Aufgabenstellung
A - Welcher Dienst war laut dem Text über frühere Telefondienste damals noch sehr wichtig?
B - Überführe alle Zeilen der Auflistung in eine JSON-Liste von Zeichenketten, mit einem Eintrag pro Zeile und ohne Leerzeilen.

Textauszug
Kein Anschluss
Und wieder einmal muss ich mit dem Wort „früher“ anfangen. Denn wenn man an das klassische Telefon denkt, also den Festnetzanschluss, hatte das früher eine völlig andere Bedeutung.
Man konnte auch tolle Sachen damit machen. Ich kann mich noch gut daran erinnern, als ich manchmal die Zeitansage angerufen habe, wenn ich die Uhrzeit genau wissen wollte. Zugegeben, ich kann heute gar nicht mehr sagen, warum ich die denn so genau wissen musste. Wahrscheinlich um meine Armbanduhr einzustellen.
Aber das war nicht die einzige Service-Telefonnummer, die man anrufen konnte. Es gab auch noch eine Wetteransage, eine Verkehrsansage, einen Weckdienst, man konnte das aktuelle Kinoprogramm abfragen, die Lottozahlen, Horoskope und vieles mehr.
Ein Dienst war damals noch sehr wichtig, nämlich die Auskunft. Hatte man einen Namen und einen Ort und eine Straße, konnte man die freundliche Mitarbeiterin nach der Telefonnummer suchen lassen. Natürlich gab es auch früher schon die Telefonseelsorge, damals wie heute eine sehr wichtige Einrichtung. Alle, oder zumindest die meistens anderen Serviceleistungen wurden in der Zwischenzeit abgeschaltet. In Zeiten von digitalen Möglichkeiten werden sie nicht mehr benötigt.

Datensatz
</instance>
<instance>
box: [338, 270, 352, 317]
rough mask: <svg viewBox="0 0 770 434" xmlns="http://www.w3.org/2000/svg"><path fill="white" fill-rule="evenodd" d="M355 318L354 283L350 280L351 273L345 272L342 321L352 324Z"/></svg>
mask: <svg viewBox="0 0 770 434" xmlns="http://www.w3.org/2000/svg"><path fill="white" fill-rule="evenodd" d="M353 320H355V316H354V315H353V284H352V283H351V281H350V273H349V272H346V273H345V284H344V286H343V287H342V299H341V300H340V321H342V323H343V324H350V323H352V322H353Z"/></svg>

Lösungen je Aufgabe
A - Die Auskunft.

B -
[
  "</instance>",
  "<instance>",
  "box: [338, 270, 352, 317]",
  "rough mask: <svg viewBox=\"0 0 770 434\" xmlns=\"http://www.w3.org/2000/svg\"><path fill=\"white\" fill-rule=\"evenodd\" d=\"M355 318L354 283L350 280L351 273L345 272L342 321L352 324Z\"/></svg>",
  "mask: <svg viewBox=\"0 0 770 434\" xmlns=\"http://www.w3.org/2000/svg\"><path fill=\"white\" fill-rule=\"evenodd\" d=\"M353 320H355V316H354V315H353V284H352V283H351V281H350V273H349V272H346V273H345V284H344V286H343V287H342V299H341V300H340V321H342V323H343V324H350V323H352V322H353Z\"/></svg>"
]